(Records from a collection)
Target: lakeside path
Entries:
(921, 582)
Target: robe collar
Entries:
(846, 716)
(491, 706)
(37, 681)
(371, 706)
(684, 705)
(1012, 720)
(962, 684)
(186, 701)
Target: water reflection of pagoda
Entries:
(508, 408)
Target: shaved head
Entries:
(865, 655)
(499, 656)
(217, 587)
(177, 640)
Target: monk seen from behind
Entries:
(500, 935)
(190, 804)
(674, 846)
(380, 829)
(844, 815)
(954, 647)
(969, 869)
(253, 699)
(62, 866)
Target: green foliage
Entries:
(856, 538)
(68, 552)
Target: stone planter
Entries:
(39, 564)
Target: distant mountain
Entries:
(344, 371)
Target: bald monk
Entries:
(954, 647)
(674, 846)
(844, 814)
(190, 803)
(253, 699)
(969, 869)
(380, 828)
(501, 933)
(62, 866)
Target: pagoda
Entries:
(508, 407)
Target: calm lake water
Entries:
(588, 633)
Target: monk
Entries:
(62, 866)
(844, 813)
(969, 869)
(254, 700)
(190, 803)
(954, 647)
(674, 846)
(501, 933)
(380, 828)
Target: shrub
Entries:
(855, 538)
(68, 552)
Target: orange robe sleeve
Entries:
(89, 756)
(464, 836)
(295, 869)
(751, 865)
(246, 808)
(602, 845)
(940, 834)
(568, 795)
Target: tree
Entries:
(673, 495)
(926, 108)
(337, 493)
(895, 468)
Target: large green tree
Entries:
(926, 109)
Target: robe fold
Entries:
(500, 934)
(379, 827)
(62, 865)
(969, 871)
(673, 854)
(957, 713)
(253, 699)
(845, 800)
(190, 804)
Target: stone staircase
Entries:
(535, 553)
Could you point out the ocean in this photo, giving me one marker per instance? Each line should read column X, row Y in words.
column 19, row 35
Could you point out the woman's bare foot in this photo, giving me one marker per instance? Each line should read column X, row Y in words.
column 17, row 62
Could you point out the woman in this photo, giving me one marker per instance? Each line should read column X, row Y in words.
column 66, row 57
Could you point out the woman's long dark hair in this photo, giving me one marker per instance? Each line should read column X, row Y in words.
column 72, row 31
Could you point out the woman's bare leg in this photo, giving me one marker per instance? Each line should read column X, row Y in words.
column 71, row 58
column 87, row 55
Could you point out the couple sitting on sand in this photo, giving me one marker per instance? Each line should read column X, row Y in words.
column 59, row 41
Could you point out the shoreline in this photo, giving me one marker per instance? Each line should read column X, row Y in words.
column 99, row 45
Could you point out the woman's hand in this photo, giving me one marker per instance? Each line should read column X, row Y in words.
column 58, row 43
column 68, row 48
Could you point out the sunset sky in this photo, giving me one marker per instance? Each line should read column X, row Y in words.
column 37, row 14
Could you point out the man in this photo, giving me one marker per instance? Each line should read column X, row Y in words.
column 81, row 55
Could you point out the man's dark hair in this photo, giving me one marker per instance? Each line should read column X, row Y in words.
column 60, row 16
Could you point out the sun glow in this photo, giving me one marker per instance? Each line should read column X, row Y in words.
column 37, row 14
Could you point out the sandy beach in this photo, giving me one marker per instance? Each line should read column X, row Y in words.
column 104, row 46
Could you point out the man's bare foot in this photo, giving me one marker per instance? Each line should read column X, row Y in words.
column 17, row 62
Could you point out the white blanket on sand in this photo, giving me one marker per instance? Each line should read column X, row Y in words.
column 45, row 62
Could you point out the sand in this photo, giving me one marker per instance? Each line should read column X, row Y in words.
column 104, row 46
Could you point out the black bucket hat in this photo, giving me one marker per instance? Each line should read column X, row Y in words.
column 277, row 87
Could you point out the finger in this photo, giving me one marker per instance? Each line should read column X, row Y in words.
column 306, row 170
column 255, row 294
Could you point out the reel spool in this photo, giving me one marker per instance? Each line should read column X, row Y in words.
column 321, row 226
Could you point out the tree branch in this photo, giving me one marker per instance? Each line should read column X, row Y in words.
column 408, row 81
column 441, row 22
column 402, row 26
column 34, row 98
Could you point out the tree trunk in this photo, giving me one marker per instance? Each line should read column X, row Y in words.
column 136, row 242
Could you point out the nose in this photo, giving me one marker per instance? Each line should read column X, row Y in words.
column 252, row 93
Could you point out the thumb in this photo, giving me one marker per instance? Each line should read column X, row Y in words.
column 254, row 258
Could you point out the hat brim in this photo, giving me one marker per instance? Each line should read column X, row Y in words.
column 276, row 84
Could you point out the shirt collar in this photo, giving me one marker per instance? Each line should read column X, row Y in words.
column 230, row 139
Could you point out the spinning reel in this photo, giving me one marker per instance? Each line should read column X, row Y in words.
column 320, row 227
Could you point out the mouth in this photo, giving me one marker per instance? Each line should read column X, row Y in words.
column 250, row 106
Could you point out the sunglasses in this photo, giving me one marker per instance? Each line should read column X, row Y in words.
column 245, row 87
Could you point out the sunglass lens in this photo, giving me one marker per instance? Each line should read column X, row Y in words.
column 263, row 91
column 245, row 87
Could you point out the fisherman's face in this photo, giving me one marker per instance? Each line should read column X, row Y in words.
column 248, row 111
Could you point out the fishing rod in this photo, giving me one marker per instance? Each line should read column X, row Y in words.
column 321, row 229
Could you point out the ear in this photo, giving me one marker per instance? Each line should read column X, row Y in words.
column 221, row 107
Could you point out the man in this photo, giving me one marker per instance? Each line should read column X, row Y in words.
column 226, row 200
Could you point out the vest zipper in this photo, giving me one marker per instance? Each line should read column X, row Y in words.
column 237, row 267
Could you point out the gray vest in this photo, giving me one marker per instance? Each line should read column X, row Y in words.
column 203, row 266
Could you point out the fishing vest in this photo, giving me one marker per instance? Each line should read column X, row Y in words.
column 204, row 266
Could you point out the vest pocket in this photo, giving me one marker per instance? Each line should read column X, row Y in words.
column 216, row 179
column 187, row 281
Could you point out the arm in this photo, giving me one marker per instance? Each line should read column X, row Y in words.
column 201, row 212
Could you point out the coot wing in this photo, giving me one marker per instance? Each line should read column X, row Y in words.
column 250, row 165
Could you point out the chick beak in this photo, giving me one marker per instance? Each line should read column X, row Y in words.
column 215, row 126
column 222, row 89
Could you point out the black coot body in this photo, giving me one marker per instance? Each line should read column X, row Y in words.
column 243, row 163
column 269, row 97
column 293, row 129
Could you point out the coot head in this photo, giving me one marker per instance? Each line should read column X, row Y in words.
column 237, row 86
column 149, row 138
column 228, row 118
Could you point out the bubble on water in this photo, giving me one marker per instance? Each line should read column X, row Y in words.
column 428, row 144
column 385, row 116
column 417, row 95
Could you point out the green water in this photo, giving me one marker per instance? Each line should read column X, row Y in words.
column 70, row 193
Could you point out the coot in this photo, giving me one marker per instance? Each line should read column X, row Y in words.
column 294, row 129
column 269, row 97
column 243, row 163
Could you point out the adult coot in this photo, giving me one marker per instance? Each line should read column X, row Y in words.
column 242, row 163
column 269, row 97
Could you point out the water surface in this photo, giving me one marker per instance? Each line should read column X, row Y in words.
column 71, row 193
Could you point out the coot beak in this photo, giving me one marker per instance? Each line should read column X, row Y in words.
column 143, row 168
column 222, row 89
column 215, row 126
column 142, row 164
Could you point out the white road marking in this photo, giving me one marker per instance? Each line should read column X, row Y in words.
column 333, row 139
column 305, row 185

Try it:
Output all the lines above, matching them word for word.

Task answer:
Target: lakeside path
Entries:
(921, 582)
Target: robe collar
Entries:
(846, 716)
(491, 706)
(37, 681)
(371, 706)
(684, 705)
(1012, 720)
(962, 684)
(186, 701)
Target: water reflection of pagoda
Entries:
(508, 408)
Target: shaved head
Entries:
(865, 655)
(499, 656)
(217, 587)
(177, 640)
Target: monk seen from behind
Entries:
(500, 935)
(190, 804)
(674, 846)
(380, 829)
(844, 815)
(954, 647)
(969, 869)
(253, 699)
(62, 866)
Target: green foliage
Entries:
(856, 538)
(68, 552)
Target: stone planter
Entries:
(39, 564)
Target: distant mountain
Entries:
(344, 371)
Target: bald monk
Entries:
(954, 647)
(674, 846)
(844, 814)
(190, 803)
(253, 699)
(969, 869)
(380, 828)
(501, 933)
(62, 866)
Target: pagoda
Entries:
(508, 407)
Target: calm lake water
Entries:
(588, 633)
Target: monk
Entries:
(62, 866)
(844, 813)
(969, 869)
(254, 700)
(190, 803)
(954, 647)
(674, 846)
(501, 933)
(380, 828)
Target: shrub
Entries:
(855, 538)
(68, 552)
Target: orange robe sleeve
Entries:
(89, 756)
(464, 836)
(295, 869)
(751, 865)
(246, 808)
(602, 845)
(940, 834)
(568, 795)
Target: tree
Entries:
(673, 495)
(926, 108)
(337, 493)
(895, 468)
Target: large green tree
Entries:
(926, 109)
Target: robe fold
Entries:
(500, 934)
(379, 827)
(62, 865)
(969, 871)
(673, 854)
(957, 713)
(253, 699)
(845, 800)
(190, 804)
Target: stone staircase
Entries:
(535, 553)
Could you point out the ocean in this photo, giving me one marker per instance? Each line should read column X, row Y in words.
column 19, row 35
Could you point out the woman's bare foot in this photo, giving me one marker per instance? Each line should read column X, row Y in words.
column 17, row 62
Could you point out the woman in this photo, giving me one marker per instance? Each line should read column X, row Y in words.
column 66, row 57
Could you point out the woman's long dark hair in this photo, giving me one marker per instance? Each line should read column X, row Y in words.
column 72, row 31
Could you point out the woman's bare leg in this photo, giving me one marker per instance? Each line should read column X, row Y in words.
column 71, row 58
column 87, row 55
Could you point out the couple sitting on sand in this photo, giving me one marker per instance? Each line should read column X, row Y in words.
column 59, row 41
Could you point out the shoreline in this photo, giving me one marker per instance? Each line should read column X, row Y in words.
column 99, row 45
Could you point out the woman's hand in this photo, giving me one marker per instance? Each line should read column X, row Y in words.
column 58, row 43
column 68, row 48
Could you point out the sunset sky in this photo, giving me one marker per instance? Each line should read column X, row Y in words.
column 37, row 14
Could you point out the man in this photo, giving me one marker per instance? Each line should read column X, row Y in words.
column 81, row 55
Could you point out the man's dark hair in this photo, giving me one marker per instance? Each line should read column X, row Y in words.
column 60, row 16
Could you point out the sun glow in this photo, giving me one marker per instance? Each line should read column X, row Y in words.
column 37, row 14
Could you point out the sandy beach in this photo, giving me one marker per instance? Each line should read column X, row Y in words.
column 104, row 46
Could you point out the man's bare foot in this photo, giving me one marker per instance? Each line should read column X, row Y in words.
column 17, row 62
Could you point out the white blanket on sand in this photo, giving me one marker per instance? Each line should read column X, row Y in words.
column 45, row 62
Could you point out the sand in this photo, giving me one marker per instance? Each line should read column X, row Y in words.
column 104, row 46
Could you point out the black bucket hat in this photo, giving me one marker per instance? Each line should read column X, row Y in words.
column 277, row 87
Could you point out the finger in this photo, giving me one marker per instance? Each line should read column X, row Y in words.
column 306, row 170
column 255, row 294
Could you point out the reel spool in this photo, giving me one marker per instance? Each line should read column X, row Y in words.
column 321, row 226
Could you point out the tree branch in this photo, giving me one marker per instance? Each line should read column X, row Y in words.
column 408, row 81
column 441, row 22
column 402, row 26
column 34, row 98
Could you point out the tree trunk in this photo, giving me one marker per instance? Each line should read column X, row Y in words.
column 136, row 242
Could you point out the nose in this photo, giving me one marker per instance? Each line should read column X, row Y in words.
column 252, row 93
Could you point out the thumb in this photo, giving me one marker per instance? Each line should read column X, row Y in words.
column 254, row 258
Could you point out the hat brim in this photo, giving me one marker per instance? Each line should read column X, row Y in words.
column 276, row 84
Could you point out the shirt collar in this photo, giving me one marker per instance? Each line should read column X, row Y in words.
column 230, row 139
Could you point out the spinning reel in this photo, giving me one marker per instance? Each line should read column X, row Y in words.
column 320, row 227
Could you point out the mouth in this photo, giving me one marker per instance? Each line should read column X, row Y in words.
column 250, row 106
Could you point out the sunglasses in this photo, giving me one marker per instance? Each line should read column X, row Y in words.
column 245, row 87
Could you point out the sunglass lens in this photo, giving me one marker per instance? Each line should read column X, row Y in words.
column 263, row 91
column 245, row 87
Could you point out the fisherman's face in this photo, giving me one marker per instance? Each line should read column X, row Y in words.
column 248, row 111
Could you point out the fishing rod in this photo, giving me one marker per instance? Each line should read column X, row Y in words.
column 321, row 229
Could you point out the ear in this photo, giving me one marker per instance? Each line should read column X, row Y in words.
column 221, row 107
Could you point out the man in this photo, giving me one marker per instance? Each line should read column X, row Y in words.
column 226, row 200
Could you point out the vest zipper in this photo, giving me one marker per instance? Each line should read column X, row Y in words.
column 237, row 267
Could you point out the gray vest in this photo, giving me one marker per instance? Each line should read column X, row Y in words.
column 203, row 266
Could you point out the fishing vest in this photo, giving me one marker per instance? Each line should read column X, row Y in words.
column 204, row 266
Could you point out the vest pocket in this photo, giving me one marker per instance? Each line should read column X, row Y in words.
column 216, row 179
column 187, row 281
Could you point out the arm in this photo, giving me one marker per instance? Each line should read column X, row Y in words.
column 201, row 212
Could you point out the coot wing in this photo, giving me one marker per instance? Each line should read column X, row Y in words.
column 250, row 165
Could you point out the chick beak in this photo, giving me one marker per instance? Each line should read column X, row Y in words.
column 215, row 126
column 222, row 89
Could you point out the black coot body in this photo, giving me one marker per instance? Each line should read column X, row Y in words.
column 243, row 163
column 269, row 97
column 293, row 129
Could you point out the coot head in this photo, giving me one marker per instance? Each line should read column X, row Y in words.
column 237, row 86
column 149, row 138
column 228, row 118
Could you point out the bubble on water in this photo, giving me one marker per instance? Each line should read column X, row Y in words.
column 428, row 144
column 385, row 116
column 417, row 95
Could you point out the green water in this photo, giving me one marker per instance? Each line should read column X, row Y in words.
column 70, row 193
Could you point out the coot in this photo, giving me one marker per instance? Each line should read column X, row Y in words.
column 294, row 129
column 269, row 97
column 243, row 163
Could you point out the adult coot in this photo, giving me one marker per instance? Each line should read column X, row Y in words.
column 242, row 163
column 269, row 97
Could you point out the water surface in this photo, giving me one marker per instance? Each line should read column X, row Y in words.
column 71, row 193
Could you point out the coot beak in this photo, giving me one marker per instance? Each line should read column X, row Y in words.
column 143, row 168
column 222, row 89
column 215, row 126
column 142, row 164
Could you point out the white road marking in this photo, giving me one marker per instance? Each line should read column X, row Y in words.
column 333, row 139
column 305, row 185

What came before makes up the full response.